>> Begin Document extract

Retirement for solicitors

I’ve worked with many excellent solicitors as they have approached retirement. They are the ones we turn to for their sage wisdom and years of expertise. Then the firm announces that they are retiring and *puff* they are gone. What a waste of experience, often just because the partnership deed says they must bow out gracefully at a certain age or because they have no option if they no longer want to commute and work full time.

I also wonder what that must feel like for them. After practising for 30 or 40 years, suddenly they don’t have to go to work. Obviously there are some who will relish the freedom, but there must be just as many who wonder what they are going to do with themselves. I’m sure it would be far nicer just to slow down a bit, ease gently into retirement, without suddenly giving up a life-long career. Looking ahead I’m pretty sure in that position I would be more than happy to put in another 5 – 10 years before calling it quits, just on a less stressful and gentler basis.

I bet there are swathes of experienced solicitors who would like to continue to work at a slower pace and without all the responsibilities. Those years of expertise can still be put to excellent use, just not under the pressure that being a full partner requires.

There’s also the financial situation to consider. We’re all living longer these days, and even if a very senior solicitor has built up a nice pension pot, none of us know how far that will have to stretch. Continuing to earn an income without having to touch the pension would be far preferable.

>> End Document extract

◆ To do:
1. According to the piece on retirement for solicitors, how many more years would the writer happily put in before calling it quits?
2. Pick up the piece on retirement for solicitors after its final sentence and carry it forward.

>> Begin Supplied information

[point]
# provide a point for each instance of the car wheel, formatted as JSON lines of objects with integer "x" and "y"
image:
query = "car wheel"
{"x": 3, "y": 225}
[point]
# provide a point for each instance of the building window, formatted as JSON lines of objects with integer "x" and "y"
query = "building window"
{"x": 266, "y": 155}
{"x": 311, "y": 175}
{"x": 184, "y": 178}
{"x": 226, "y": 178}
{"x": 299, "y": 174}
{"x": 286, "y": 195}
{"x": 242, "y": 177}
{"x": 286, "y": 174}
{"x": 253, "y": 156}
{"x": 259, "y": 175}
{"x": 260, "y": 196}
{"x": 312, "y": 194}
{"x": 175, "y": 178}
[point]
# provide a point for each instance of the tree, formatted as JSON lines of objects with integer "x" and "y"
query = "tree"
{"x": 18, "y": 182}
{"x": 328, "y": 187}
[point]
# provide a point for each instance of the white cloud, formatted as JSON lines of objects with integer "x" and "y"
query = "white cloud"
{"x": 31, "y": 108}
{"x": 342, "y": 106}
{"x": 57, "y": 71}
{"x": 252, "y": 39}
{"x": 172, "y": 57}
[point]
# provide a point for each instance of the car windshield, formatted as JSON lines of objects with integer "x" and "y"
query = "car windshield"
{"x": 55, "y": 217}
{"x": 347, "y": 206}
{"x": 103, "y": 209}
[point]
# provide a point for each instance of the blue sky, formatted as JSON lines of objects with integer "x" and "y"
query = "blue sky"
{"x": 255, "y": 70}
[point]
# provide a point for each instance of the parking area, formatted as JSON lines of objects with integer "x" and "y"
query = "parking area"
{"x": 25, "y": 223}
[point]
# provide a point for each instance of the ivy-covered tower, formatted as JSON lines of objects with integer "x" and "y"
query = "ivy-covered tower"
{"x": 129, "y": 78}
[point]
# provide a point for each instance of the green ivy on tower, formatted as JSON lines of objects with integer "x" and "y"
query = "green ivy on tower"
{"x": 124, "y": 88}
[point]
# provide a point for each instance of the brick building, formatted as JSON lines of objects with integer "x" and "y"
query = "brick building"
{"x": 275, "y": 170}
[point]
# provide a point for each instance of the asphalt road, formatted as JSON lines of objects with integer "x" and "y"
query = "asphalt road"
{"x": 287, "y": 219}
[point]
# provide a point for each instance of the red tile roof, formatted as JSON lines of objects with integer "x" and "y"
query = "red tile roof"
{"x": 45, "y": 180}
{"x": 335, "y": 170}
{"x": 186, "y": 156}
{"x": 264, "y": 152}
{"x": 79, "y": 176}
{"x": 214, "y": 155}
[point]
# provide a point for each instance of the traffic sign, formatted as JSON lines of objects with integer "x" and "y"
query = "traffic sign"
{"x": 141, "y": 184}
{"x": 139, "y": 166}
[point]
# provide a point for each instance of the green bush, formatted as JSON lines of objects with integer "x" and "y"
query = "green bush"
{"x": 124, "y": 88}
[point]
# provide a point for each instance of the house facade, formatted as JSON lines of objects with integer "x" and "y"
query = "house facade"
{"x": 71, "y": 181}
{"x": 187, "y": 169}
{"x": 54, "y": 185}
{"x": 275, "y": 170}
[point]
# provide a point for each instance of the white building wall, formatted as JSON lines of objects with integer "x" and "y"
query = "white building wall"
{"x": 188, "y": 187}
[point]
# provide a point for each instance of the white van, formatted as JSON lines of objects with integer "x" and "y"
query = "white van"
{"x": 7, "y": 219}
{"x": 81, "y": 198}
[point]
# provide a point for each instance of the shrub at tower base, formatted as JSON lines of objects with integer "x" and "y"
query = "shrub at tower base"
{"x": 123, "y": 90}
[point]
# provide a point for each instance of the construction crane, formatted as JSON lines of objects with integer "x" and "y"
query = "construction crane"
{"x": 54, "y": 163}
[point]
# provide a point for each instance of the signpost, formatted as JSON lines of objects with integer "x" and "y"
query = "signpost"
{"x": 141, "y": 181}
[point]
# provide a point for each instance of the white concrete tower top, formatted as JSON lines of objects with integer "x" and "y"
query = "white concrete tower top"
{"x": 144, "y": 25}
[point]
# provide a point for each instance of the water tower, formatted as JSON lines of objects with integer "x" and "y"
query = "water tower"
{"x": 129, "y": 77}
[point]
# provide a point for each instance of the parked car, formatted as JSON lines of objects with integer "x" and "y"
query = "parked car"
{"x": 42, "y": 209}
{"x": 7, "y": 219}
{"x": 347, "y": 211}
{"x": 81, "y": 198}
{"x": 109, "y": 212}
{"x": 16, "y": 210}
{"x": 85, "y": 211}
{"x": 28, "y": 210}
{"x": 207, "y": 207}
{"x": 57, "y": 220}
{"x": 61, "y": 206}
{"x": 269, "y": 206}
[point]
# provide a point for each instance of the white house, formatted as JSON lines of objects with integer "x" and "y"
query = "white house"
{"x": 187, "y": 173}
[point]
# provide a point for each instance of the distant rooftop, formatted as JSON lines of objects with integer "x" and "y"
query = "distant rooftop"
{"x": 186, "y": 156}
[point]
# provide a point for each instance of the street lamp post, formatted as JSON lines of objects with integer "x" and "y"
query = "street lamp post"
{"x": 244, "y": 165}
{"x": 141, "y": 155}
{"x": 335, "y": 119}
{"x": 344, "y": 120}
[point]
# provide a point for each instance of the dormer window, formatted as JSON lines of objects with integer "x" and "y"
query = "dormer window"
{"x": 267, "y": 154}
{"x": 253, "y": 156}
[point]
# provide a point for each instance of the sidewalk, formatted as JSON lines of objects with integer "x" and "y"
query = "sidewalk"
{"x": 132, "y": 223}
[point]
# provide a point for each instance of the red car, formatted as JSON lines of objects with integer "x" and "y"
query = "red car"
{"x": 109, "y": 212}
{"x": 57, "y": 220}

>> End Supplied information

◆ Expected results:
1. Another 5 to 10 years, on a less stressful and gentler basis.

2.
I guess some of those retiring solicitors might think about setting up on their own, to continue servicing their favourite clients for whom they have acted for years. But (and I speak from personal experience) that is a lot of hassle, and not necessarily worth it for those extra few years.

Wouldn’t it be great if senior, experienced solicitors could extract their capital from the firm, and work from home as and when it suited them? They could continue to apply their years, of experience and earn a decent income, without having to comply with targets or bother with partners’ meetings.

I think I’d feel a bit miffed if I was put out to pasture, going from hero to zero in the space of 24 hours. But in the changing legal landscape, the option of becoming a consultant solicitor avoids the all or nothing scenario. It avoids the potential of burning out from continuing in a full-time role when actually we’d rather take it a little bit easier. It provides an escape from the yawning chasm of full on retirement, and it can reduce financial worries. It allows more time to spend with the family and undoubtedly leads to better health. What’s not to like?!